STATED PROBLEM
Copy every line of the records below word for word, and leave the pictures out.

STORED RECORDS
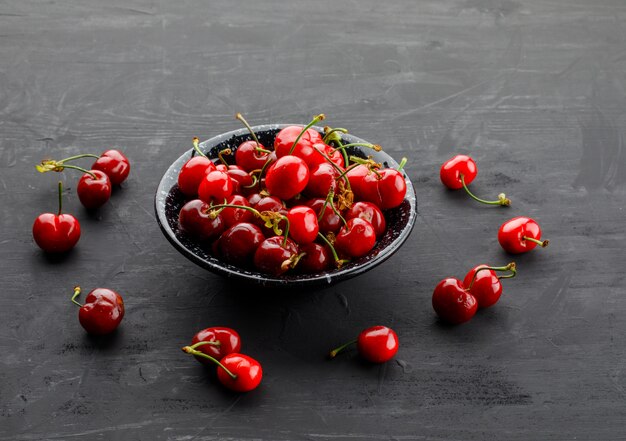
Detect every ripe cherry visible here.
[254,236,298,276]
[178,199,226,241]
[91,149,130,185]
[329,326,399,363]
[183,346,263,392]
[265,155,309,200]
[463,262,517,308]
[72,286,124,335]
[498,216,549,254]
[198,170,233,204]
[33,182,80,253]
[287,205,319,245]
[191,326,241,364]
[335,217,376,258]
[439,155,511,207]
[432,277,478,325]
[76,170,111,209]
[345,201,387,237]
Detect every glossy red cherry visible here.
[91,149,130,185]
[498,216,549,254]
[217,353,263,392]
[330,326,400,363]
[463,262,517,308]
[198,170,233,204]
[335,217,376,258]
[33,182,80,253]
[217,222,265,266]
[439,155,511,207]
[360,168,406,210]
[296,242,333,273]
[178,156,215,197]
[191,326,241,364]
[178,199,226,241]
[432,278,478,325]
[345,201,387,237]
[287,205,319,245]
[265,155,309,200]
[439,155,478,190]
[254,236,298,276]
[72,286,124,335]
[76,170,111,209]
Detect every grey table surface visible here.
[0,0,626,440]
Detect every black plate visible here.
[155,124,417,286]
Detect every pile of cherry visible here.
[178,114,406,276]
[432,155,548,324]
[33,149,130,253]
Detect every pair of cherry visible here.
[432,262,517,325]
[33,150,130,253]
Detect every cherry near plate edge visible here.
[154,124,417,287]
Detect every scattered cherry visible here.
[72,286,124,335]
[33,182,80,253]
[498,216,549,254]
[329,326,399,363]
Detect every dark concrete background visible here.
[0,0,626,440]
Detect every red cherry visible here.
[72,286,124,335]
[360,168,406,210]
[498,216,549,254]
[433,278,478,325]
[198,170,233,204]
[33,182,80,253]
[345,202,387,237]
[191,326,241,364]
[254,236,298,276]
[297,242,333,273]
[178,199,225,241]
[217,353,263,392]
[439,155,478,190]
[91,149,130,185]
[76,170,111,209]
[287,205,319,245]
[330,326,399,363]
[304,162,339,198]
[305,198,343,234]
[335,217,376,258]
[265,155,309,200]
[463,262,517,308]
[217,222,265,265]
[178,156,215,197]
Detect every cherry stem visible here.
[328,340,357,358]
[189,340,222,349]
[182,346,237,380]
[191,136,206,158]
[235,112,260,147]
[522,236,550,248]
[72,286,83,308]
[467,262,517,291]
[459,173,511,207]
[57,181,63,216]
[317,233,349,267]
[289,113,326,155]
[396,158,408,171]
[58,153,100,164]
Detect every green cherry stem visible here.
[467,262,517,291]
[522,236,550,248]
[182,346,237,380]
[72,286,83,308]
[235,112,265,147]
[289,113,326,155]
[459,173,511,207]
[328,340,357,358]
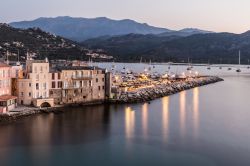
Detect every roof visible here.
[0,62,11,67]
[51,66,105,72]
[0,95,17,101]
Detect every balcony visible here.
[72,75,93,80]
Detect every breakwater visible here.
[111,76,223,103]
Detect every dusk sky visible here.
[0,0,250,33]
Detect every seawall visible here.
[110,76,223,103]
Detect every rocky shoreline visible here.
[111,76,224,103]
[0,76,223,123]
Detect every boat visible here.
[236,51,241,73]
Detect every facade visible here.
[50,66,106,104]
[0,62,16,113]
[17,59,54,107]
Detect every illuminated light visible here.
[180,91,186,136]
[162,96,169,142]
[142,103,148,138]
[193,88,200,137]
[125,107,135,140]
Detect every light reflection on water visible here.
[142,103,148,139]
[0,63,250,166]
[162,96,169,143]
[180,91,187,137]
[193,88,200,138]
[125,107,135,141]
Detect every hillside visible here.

COMPLETED EXERCISE
Detect every ripe cherry visible here.
[254,236,298,276]
[178,199,226,241]
[91,149,130,185]
[329,326,399,363]
[183,346,263,392]
[265,155,309,200]
[463,262,517,308]
[72,286,124,335]
[498,216,549,254]
[198,170,233,204]
[33,182,80,253]
[287,205,319,245]
[191,326,241,364]
[335,217,376,258]
[439,155,511,207]
[432,277,478,325]
[76,170,111,209]
[345,201,387,237]
Detect every glossy red cherry visible here.
[91,149,130,185]
[498,216,549,254]
[217,353,263,392]
[330,326,400,363]
[463,262,517,308]
[198,170,233,204]
[335,217,376,258]
[33,182,80,253]
[217,222,265,266]
[439,155,511,207]
[360,168,406,210]
[296,242,333,273]
[178,156,215,197]
[191,326,241,364]
[178,199,226,241]
[432,278,478,325]
[345,201,387,237]
[287,205,319,245]
[265,155,309,200]
[439,155,478,190]
[254,236,298,276]
[72,286,124,335]
[76,170,111,209]
Detect every grey table surface visible here.
[0,0,626,440]
Detect every black plate visible here.
[155,124,417,286]
Detect every pile of cherry visible here.
[178,114,406,276]
[432,155,548,324]
[33,149,130,253]
Detect every pair of cherry visible here.
[432,262,517,325]
[33,150,130,253]
Detect every cherry near plate edge visible here.
[154,124,417,287]
Detect every scattered cherry visible here.
[72,286,124,335]
[33,182,80,253]
[498,216,549,254]
[329,326,399,363]
Detect every dark concrete background visible here.
[0,0,626,440]
Detect every red cherry visible here.
[72,286,124,335]
[360,168,406,210]
[498,216,549,254]
[433,278,478,325]
[198,170,233,204]
[33,182,80,253]
[345,202,387,237]
[191,326,241,364]
[254,236,298,276]
[297,242,333,273]
[178,199,225,241]
[217,353,263,392]
[439,155,478,190]
[91,149,130,185]
[76,170,111,209]
[287,205,319,245]
[330,326,399,363]
[304,162,339,198]
[305,198,343,234]
[335,217,376,258]
[265,155,309,200]
[463,262,517,308]
[217,222,265,265]
[178,156,215,197]
Detect every cherry stem visible here.
[328,340,357,358]
[189,340,222,349]
[182,346,237,380]
[191,136,206,158]
[235,112,260,147]
[522,236,550,248]
[72,286,83,308]
[467,262,517,291]
[459,173,511,207]
[57,181,63,216]
[317,233,349,267]
[289,113,326,155]
[396,158,408,171]
[58,153,100,164]
Detect every green cherry stem visible here.
[467,262,517,291]
[522,236,550,248]
[182,346,237,380]
[72,286,83,308]
[235,112,265,147]
[289,113,326,155]
[459,173,511,207]
[328,340,357,358]
Detect every roof visible here.
[0,62,11,67]
[51,66,105,72]
[0,95,17,101]
Detect every balcony visible here.
[72,75,93,80]
Detect every breakwater visible here.
[111,76,223,103]
Detect every dusk sky visible here.
[0,0,250,33]
Detect every seawall visible here.
[110,76,223,103]
Detect every rocky shoreline visible here.
[111,76,224,103]
[0,76,223,123]
Detect every boat visible here.
[236,51,241,73]
Detect every facade visible here.
[50,66,106,104]
[0,62,16,113]
[17,59,54,107]
Detect every illuminated light visible here.
[180,91,186,136]
[162,96,169,142]
[142,103,148,138]
[193,88,200,137]
[125,107,135,140]
Detect every light reflection on water visible here.
[142,103,148,139]
[0,63,250,166]
[162,96,169,143]
[180,91,187,137]
[193,88,200,138]
[125,107,135,141]
Detect every hillside visible here.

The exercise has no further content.